Reproduce all of the listing below without alteration.

> **Material for this task**
####################

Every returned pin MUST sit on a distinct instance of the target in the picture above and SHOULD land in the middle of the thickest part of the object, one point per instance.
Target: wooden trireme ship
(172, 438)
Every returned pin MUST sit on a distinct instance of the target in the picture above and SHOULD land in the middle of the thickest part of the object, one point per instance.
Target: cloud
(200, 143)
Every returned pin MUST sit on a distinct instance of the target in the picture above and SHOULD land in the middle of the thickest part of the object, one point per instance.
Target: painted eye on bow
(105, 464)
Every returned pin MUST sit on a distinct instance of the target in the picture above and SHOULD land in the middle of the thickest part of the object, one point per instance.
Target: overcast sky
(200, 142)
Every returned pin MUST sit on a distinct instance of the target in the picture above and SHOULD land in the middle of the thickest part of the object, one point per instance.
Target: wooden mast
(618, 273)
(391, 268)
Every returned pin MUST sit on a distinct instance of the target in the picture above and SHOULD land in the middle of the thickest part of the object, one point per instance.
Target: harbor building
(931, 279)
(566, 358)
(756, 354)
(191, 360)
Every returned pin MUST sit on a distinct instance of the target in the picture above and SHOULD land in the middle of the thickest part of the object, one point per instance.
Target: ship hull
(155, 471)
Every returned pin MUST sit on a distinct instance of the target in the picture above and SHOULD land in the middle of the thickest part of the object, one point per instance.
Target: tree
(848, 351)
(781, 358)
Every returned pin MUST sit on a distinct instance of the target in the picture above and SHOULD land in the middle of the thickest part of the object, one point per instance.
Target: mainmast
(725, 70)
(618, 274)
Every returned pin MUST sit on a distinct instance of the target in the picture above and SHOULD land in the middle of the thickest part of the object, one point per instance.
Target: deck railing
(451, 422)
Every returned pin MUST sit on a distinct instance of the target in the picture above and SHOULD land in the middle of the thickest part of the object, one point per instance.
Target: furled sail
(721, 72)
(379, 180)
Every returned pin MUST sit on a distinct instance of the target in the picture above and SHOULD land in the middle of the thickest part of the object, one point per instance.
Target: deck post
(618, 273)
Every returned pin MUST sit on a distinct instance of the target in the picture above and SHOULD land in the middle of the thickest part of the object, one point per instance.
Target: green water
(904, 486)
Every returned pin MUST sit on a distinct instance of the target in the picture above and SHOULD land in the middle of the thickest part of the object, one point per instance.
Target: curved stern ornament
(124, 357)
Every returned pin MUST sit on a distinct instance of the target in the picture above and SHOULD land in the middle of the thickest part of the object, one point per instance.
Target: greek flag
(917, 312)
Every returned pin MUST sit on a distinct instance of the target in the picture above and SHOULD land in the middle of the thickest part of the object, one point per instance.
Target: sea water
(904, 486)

####################

> **Final answer**
Every returned pin MUST sit on a distinct instance of the target in the picture above and SHOULD land in the middle of the thickest part of the object, one point per instance.
Target: wooden trireme ship
(172, 438)
Every returned pin MUST sit on a distinct instance of the target in the picture above and SHOULD land in the middle of the thickest part of the object, one point per instance.
Target: cloud
(200, 143)
Every returned pin MUST sit on a distinct instance of the target in the picture above and SHOULD land in the middle of the thickest part of the object, one point per instance.
Target: painted eye on bow
(105, 464)
Every returned pin MUST sit on a distinct instance of the target in the picture above and SHOULD land in the middle of the thickest part of the object, one point per instance.
Target: overcast sky
(200, 142)
Every returned pin MUST sit on a distinct instance of the target in the picture above and SHOULD land in the middle of the thickest part of the object, one point per instance.
Target: wooden mast
(618, 273)
(391, 268)
Every returned pin MUST sit on a distinct instance of the target in the picture above and SHOULD land in the middle of the thickest part of the object, one point per instance.
Target: harbor building
(931, 279)
(566, 358)
(756, 354)
(191, 360)
Every returned pin MUST sit on a distinct instance of the target in the picture above and SHOULD land in the middle of the thickest part of the object, one point per instance.
Target: ship hull
(155, 471)
Every returned pin MUST sit on a distinct instance of the target in the picture above and SHOULD land in the middle of the thickest part of the object, one point per instance.
Target: tree
(848, 351)
(781, 358)
Every returned pin MUST sit on a distinct instance of the target in the picture above and SHOULD land in the middle of the thickest part of the object, one point per instance.
Target: mainmast
(725, 70)
(618, 274)
Every returned pin MUST sit on a distinct instance of the target in the picture above and SHOULD land in the middle of the thickest part of the object, one point per instance.
Target: deck railing
(451, 422)
Every returned pin MUST sit on a distinct instance of the target in the picture above and SHOULD land in the middle of the thickest part of the object, one point per instance.
Target: furled sail
(721, 72)
(379, 180)
Every returned pin MUST sit on a distinct instance of the target in the picture above and SHOULD land in the middle of the thickest part of the object, one point per instance.
Target: deck post
(618, 273)
Every returned pin MUST sit on a distinct instance of the target in the picture above and SHOULD land in the middle of the thickest part of the object, one point per instance.
Target: green water
(904, 486)
Every returned pin MUST sit on a distinct instance of the target in the picture above and SHOULD land in the middle of the thickest part of the object, one point per instance.
Target: curved stern ornament
(124, 357)
Every returned pin MUST sit on a distinct instance of the target in the picture above and SHOULD land in the middle of the thickest part of the object, one point per instance.
Target: greek flag
(917, 312)
Every returned pin MUST sit on a distinct instance of the target in the picture above and SHOULD land in the middle of the thickest part of the object, one point per instance.
Target: sea water
(904, 486)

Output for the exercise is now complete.